**Written exercise a:** Gather every line of the listing that contains the string "Query".
[begin Document segment]
Accession Number : AD0746022
Title : On Some Continuity and Differentiability Properties of Paths of Gaussian Processes,
Corporate Author : NORTH CAROLINA UNIV CHAPEL HILL DEPT OF STATISTICS
Personal Author(s) : Cambanis,Stamatis
Report Date : JUN 1972
Pagination or Media Count : 26
Abstract : The paper considers some path properties of real separable Gaussian processes xi with parameter set an arbitrary interval. The following results are established, among others. At every fixed point the paths of xi are continuous, or differentiable with probability zero or one. If xi is measurable, then with probability one its paths have essentially the same points of continuity and differentiability. If xi is measurable and not mean square continuous or differentiable at every point, then with probability one its paths are almost nowhere continuous or differentiable respectively. If xi is mean square continuous and stationary, then its paths are differentiable with probability one if and only if xi is mean square differentiable. If xi is harmonizable, then its paths are absolutely continuous if and only if xi is mean square differentiable. (Author)
Descriptors : (*STATISTICAL PROCESSES, THEOREMS), MEASURE THEORY, PROBABILITY, RANDOM VARIABLES, SET THEORY
Subject Categories : Statistics and Probability
Distribution Statement : APPROVED FOR PUBLIC RELEASE
[end Document segment]
[begin Data for this exercise]
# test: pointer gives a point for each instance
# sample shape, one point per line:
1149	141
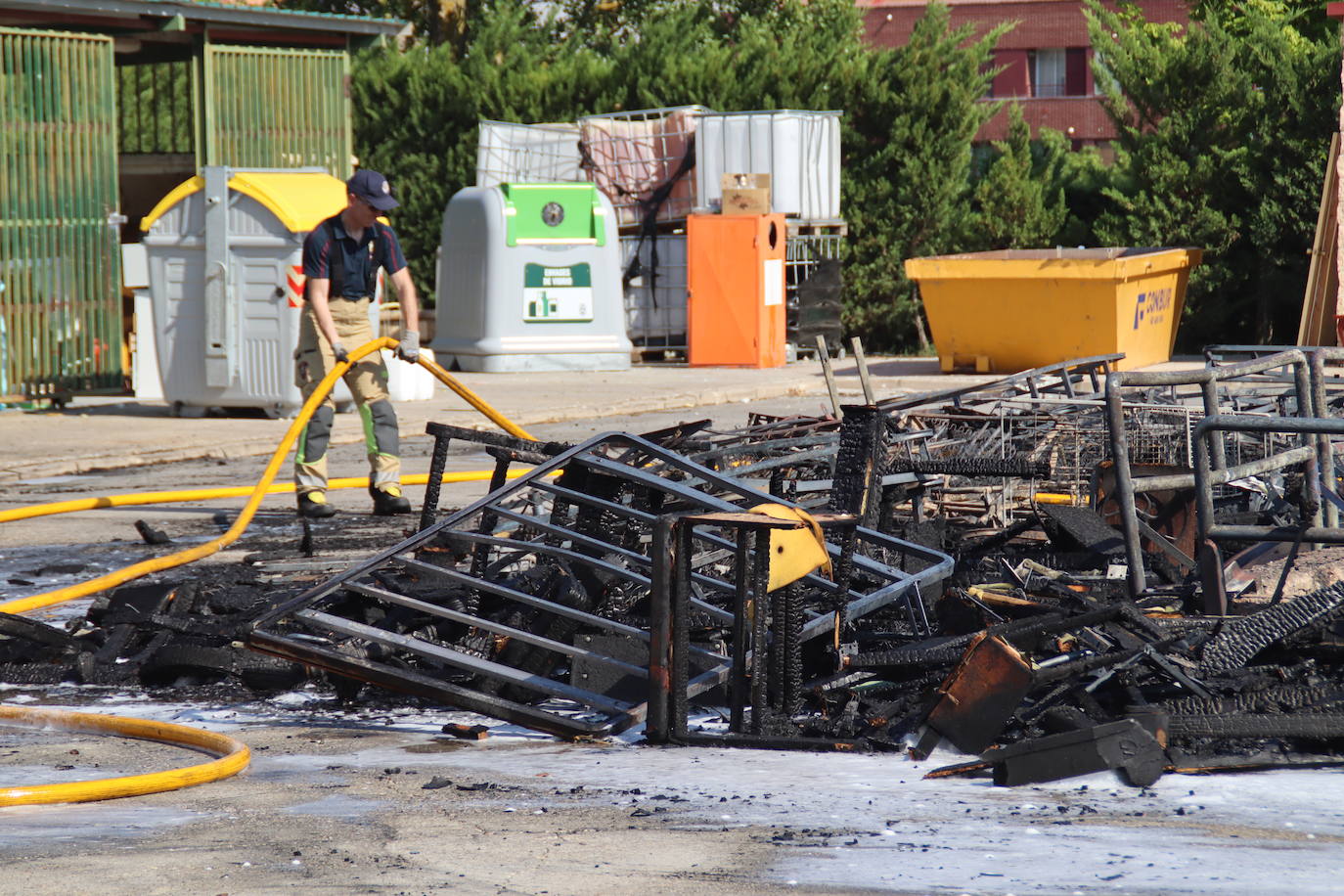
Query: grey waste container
[end Data for this exercise]
[begin Data for this exercise]
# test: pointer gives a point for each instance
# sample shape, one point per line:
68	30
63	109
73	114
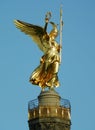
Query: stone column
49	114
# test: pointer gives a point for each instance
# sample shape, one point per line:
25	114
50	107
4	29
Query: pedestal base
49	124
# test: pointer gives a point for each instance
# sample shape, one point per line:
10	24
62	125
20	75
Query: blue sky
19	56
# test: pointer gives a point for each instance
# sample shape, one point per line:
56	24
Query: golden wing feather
[end Data for this exercise]
**Written exercise b:** Using the report record above, decide whether each statement agrees with it, and support each yes or no by quoting the deciding words: (i) the report is dated June 1972; (ii) a measurable process that is not mean square continuous at every point has, with probability one, paths that are continuous almost everywhere; (iii) a harmonizable process has absolutely continuous paths if and only if it is mean square differentiable.

**Finished answer a:**
Query: grey waste container
Query: stone column
Query: pedestal base
Query: blue sky
Query: golden wing feather

**Finished answer b:**
(i) Yes: "Report Date : JUN 1972"
(ii) No: "If xi is measurable and not mean square continuous or differentiable at every point, then with probability one its paths are almost nowhere continuous or differentiable respectively."
(iii) Yes: "If xi is harmonizable, then its paths are absolutely continuous if and only if xi is mean square differentiable."